====== Фрагмент текста

Плотоядный зал на «Спасении», похоже, скучал — так этот неблагодарный зал скучал на всем, кроме двух комедий — Сигарева и Анны Меликян. Меликян — режиссер-герой: всего год назад она участвовала сразу в двух конкурсах «Кинотавра», полнометражном — со «Звездой» и в короткометражном — с «Про любовь — 2» (этот фильм можно посмотреть у нас, к «Pro Любовь» предыдущие «коротышки» с похожими названиями прямого отношения не имеют). И снова Меликян в двух конкурсах: в короткометражном — зарисовка «Такое настроение, адажио Баха и несколько фрагментов из жизни девушки Лены», в основном — альманах из шести новелл «Pro Любовь» (в названии обыгрывается профессиональный подход к любви, который демонстрирует героиня Ренаты Литвиновой, психолог, выступающий на Стрелке с лекциями об этом эфемерном чувстве). Неподалеку от сочинского Зимнего театра есть крошечный памятник природы — «Уголок фитофантазия». Так вот, волшебная фитофантазия Меликян даже хмурую Москву превращает в цветущий дендрарий, и это всё, конечно, здорово, и завершающая новелла с Литвиновой и Михаилом Ефремовым гениальна, но о других фрагментах так однозначно не скажешь. Насколько хорош финальный аккорд, настолько ничтожен эпизод под условным названием «Предложение» — с Владимиром Машковым, Юлией Снигирь и Алексеем Филимоновым; уточню, что к актерам претензий нет, дело в драматургии. Остальные эпизоды — 50 на 50, сколь фееричны, столь и предсказуемы, а многочисленные сентенции-банализмы на тему «что такое любовь» делают фильм похожим на экранизацию вкладышей к жвачке Love is...

============
====== Материал для обработки

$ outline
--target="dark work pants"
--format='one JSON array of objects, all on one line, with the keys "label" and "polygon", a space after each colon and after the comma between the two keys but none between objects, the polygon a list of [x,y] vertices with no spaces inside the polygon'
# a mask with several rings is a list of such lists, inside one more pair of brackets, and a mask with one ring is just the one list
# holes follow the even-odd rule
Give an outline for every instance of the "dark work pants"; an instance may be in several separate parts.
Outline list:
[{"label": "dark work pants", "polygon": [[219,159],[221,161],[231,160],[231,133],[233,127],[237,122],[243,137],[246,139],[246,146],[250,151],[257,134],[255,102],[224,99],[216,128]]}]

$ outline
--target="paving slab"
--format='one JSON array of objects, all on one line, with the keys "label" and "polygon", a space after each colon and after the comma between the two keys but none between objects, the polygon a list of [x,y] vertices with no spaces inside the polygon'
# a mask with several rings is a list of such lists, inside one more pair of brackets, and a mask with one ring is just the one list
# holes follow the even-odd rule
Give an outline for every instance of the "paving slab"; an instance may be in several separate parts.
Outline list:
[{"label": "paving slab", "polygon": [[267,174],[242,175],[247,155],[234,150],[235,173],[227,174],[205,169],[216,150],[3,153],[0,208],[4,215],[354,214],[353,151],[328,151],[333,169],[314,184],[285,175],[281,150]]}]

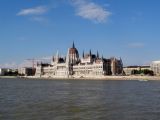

============

* **Задание 1**
Проверьте, согласуются ли с фрагментом текста утверждения (а), (б) и (в). На каждое ответьте «да» или «нет» и дословно приведите решающие слова фрагмента. (а) Автор считает гениальной завершающую новеллу с Литвиновой и Ефремовым. (б) У автора есть претензии к актерам эпизода «Предложение». (в) Альманах состоит из пяти новелл.
* **Задание 2**
Покажите все строки листинга, где встречается слово «instance».
Фрагмент текста и листинг между собой никак не связаны.

* **Ответ 1**
(а) Да: «завершающая новелла с Литвиновой и Михаилом Ефремовым гениальна».
(б) Нет: «уточню, что к актерам претензий нет, дело в драматургии».
(в) Нет: «альманах из шести новелл».

* **Ответ 2**
Give an outline for every instance of the "dark work pants"; an instance may be in several separate parts.
Give an outline for every instance of the "paving slab"; an instance may be in several separate parts.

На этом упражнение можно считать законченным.